Start DATA EXTRACT

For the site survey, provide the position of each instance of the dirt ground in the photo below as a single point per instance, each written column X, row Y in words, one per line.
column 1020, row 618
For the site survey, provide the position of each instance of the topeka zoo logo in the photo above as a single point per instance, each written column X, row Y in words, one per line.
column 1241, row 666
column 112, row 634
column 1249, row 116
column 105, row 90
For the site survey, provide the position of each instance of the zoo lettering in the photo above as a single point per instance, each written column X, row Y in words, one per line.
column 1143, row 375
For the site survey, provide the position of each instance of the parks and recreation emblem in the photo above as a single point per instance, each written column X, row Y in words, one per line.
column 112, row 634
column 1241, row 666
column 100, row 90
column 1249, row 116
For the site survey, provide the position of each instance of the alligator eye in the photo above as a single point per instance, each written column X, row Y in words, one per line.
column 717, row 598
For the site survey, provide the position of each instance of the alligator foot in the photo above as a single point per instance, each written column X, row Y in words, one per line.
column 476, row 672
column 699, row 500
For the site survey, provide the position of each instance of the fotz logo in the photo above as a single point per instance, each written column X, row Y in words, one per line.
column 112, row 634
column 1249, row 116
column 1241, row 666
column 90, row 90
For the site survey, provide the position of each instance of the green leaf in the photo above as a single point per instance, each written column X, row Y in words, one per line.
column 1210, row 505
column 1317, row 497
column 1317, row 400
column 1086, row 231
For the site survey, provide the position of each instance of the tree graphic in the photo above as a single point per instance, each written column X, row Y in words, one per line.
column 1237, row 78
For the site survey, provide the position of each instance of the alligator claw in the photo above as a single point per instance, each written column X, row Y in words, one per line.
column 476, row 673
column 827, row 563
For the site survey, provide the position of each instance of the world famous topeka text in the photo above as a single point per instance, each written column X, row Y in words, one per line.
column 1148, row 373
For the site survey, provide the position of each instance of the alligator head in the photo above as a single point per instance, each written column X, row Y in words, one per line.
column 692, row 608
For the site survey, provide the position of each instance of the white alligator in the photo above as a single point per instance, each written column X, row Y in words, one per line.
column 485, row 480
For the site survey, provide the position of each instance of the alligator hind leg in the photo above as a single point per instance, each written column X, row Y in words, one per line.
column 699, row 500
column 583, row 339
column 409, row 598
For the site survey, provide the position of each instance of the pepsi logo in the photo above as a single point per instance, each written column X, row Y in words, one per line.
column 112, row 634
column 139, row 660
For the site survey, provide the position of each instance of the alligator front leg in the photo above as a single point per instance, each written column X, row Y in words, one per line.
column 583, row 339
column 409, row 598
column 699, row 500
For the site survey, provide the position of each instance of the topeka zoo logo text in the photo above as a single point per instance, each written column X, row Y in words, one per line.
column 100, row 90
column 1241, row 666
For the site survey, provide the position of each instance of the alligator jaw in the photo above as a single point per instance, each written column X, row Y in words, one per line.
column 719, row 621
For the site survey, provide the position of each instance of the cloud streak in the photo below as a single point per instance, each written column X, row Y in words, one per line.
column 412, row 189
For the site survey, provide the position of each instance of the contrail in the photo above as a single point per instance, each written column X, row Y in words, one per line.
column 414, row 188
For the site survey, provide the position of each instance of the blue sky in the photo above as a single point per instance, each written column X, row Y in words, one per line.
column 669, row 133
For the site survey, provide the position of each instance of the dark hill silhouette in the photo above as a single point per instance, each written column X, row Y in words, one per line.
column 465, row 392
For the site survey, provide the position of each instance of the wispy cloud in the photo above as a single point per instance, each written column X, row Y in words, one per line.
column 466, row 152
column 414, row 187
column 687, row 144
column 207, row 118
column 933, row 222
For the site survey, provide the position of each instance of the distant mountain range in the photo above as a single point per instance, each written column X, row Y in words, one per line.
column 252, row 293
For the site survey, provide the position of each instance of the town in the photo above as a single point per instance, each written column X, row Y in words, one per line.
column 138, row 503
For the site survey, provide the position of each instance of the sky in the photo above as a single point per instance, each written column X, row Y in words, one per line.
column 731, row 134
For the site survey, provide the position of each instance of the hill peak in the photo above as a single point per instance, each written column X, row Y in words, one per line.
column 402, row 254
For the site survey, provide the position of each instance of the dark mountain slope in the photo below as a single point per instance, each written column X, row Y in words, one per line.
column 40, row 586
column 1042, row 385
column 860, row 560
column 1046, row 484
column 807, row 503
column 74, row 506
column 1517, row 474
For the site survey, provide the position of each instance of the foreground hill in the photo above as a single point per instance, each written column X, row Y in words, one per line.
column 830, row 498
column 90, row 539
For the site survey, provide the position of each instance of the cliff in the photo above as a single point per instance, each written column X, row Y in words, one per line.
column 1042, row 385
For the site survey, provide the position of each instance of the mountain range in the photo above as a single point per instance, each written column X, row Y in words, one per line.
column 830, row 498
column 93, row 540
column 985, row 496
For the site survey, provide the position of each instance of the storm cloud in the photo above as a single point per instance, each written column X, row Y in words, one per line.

End DATA EXTRACT

**DIRECTIONS**. Pull every line of the listing above into your reply, word for word and in the same order.

**WRITTEN SOLUTION**.
For the site survey, provide the position of each instance of the dirt ground in the photo below as a single point per instance, each written column X, row Y in words, one per line.
column 1020, row 618
For the site survey, provide the position of each instance of the topeka zoo logo in the photo above as a single point per instance, each written column X, row Y in words, one per line.
column 1241, row 666
column 112, row 634
column 1249, row 116
column 105, row 90
For the site survey, provide the position of each instance of the zoo lettering in the photo above as a single point per instance, each written column X, row Y in words, one per line.
column 1143, row 375
For the site survey, provide the position of each instance of the parks and recreation emblem in the photo above as a single point per instance, each written column X, row Y in words, one per line.
column 112, row 634
column 1241, row 666
column 100, row 90
column 1249, row 116
For the site survey, provide the position of each instance of the alligator eye in the photo above as a single point per instance, each written column X, row Y in words, one per line.
column 717, row 598
For the site survey, provide the position of each instance of the alligator foot in the photo above as a single point per instance, each written column X, row Y in words, one per line.
column 476, row 672
column 699, row 500
For the site survey, provide the position of each instance of the fotz logo in the photo above as a single point per instance, each written column X, row Y in words, one per line.
column 112, row 634
column 1249, row 116
column 1241, row 666
column 90, row 90
For the site survey, provide the position of each instance of the green leaf in the photo above as a single point per instance, each written column X, row Y in words, one per line.
column 1210, row 505
column 1317, row 497
column 1317, row 400
column 1086, row 231
For the site survey, provide the position of each instance of the tree graphic in the photo above as a single point per instance, each written column X, row Y in words, one per line.
column 1237, row 78
For the site survey, provide the position of each instance of the alligator claw in the photo above as a single point per instance, each written column X, row Y in words, one per line.
column 476, row 673
column 827, row 563
For the site survey, provide the position of each instance of the world famous topeka text in the photo above as a single point per instance, each written column X, row Y in words, one per line.
column 1148, row 373
For the site survey, provide the position of each instance of the alligator head in the photo above as a single point per instance, each written column X, row Y in words, one per line.
column 692, row 608
For the site survey, provide the position of each instance of the white alligator in the photo above as a single point per instance, each written column X, row Y in words, one per line.
column 485, row 480
For the site survey, provide the position of each instance of the alligator hind leg in the photo above as a single point per instance, each written column X, row Y in words, one per line.
column 699, row 500
column 583, row 339
column 409, row 598
For the site survey, provide the position of each instance of the pepsi logo in the photo above as a single point per instance, each written column X, row Y in words, one per line.
column 112, row 634
column 139, row 660
For the site survey, provide the position of each instance of the alligator front leg in the photo above as a single point per instance, each written column X, row Y in words, one per line.
column 583, row 339
column 409, row 598
column 699, row 500
For the site survey, provide the position of each instance of the topeka zoo logo text in the photo above as a single point per instance, each written column X, row Y in words, one per line.
column 100, row 90
column 1241, row 666
For the site survey, provide the position of each instance of the alligator jaw in the photo above as a single point per instance, each written column X, row Y in words, one per line.
column 719, row 621
For the site survey, provide the position of each instance of the cloud streak in the photo below as a single point per instance, each written column X, row Y in words, one per line.
column 412, row 189
For the site survey, provide the position of each instance of the contrail in the photo above as a single point per instance, each written column X, row Y in words, one per line.
column 414, row 188
For the site survey, provide the position of each instance of the blue sky in the photo above as a single point per instance, each written column X, row Y in words, one per line.
column 669, row 133
For the site survey, provide the position of each instance of the dark hill silhouette in the photo above as a single point per instance, each written column X, row Y in words, one per line.
column 465, row 392
For the site survey, provide the position of each instance of the wispy cloud in the photo above as a single point per instance, each written column X, row Y in words, one per line.
column 466, row 152
column 414, row 187
column 687, row 144
column 207, row 118
column 933, row 222
For the site survey, provide the position of each instance of the distant mountain range in the photo above as a single point per instance, each written column X, row Y in words, one per line.
column 252, row 293
For the site survey, provide the position of each instance of the town in the photo above as a single point per instance, each written column X, row Y in words, one per line.
column 138, row 503
For the site survey, provide the position of each instance of the sky in the photo above as a single point per instance, each written column X, row Y in words, one per line.
column 731, row 134
For the site survey, provide the position of each instance of the hill peak in the photo above as a single point per instance, each written column X, row Y in words, one per line.
column 402, row 254
For the site survey, provide the position of each instance of the dark mountain slope in the photo below as a single point per instance, each written column X, row Y in words, one per line.
column 40, row 586
column 1042, row 385
column 860, row 560
column 1046, row 484
column 807, row 503
column 74, row 506
column 1517, row 474
For the site survey, provide the position of each instance of the foreground hill in the photo above as a single point per instance, each written column X, row Y in words, one per line.
column 830, row 498
column 90, row 539
For the site survey, provide the position of each instance of the cliff in the photo above as a single point per instance, each written column X, row Y in words, one per line.
column 1042, row 385
For the site survey, provide the position of each instance of the mountain range in the photo above as a single point per instance, each written column X, row Y in words, one per line.
column 830, row 498
column 93, row 540
column 985, row 496
For the site survey, provide the position of each instance of the storm cloud in the photo above as a single point per instance, each written column X, row Y in words, one per line.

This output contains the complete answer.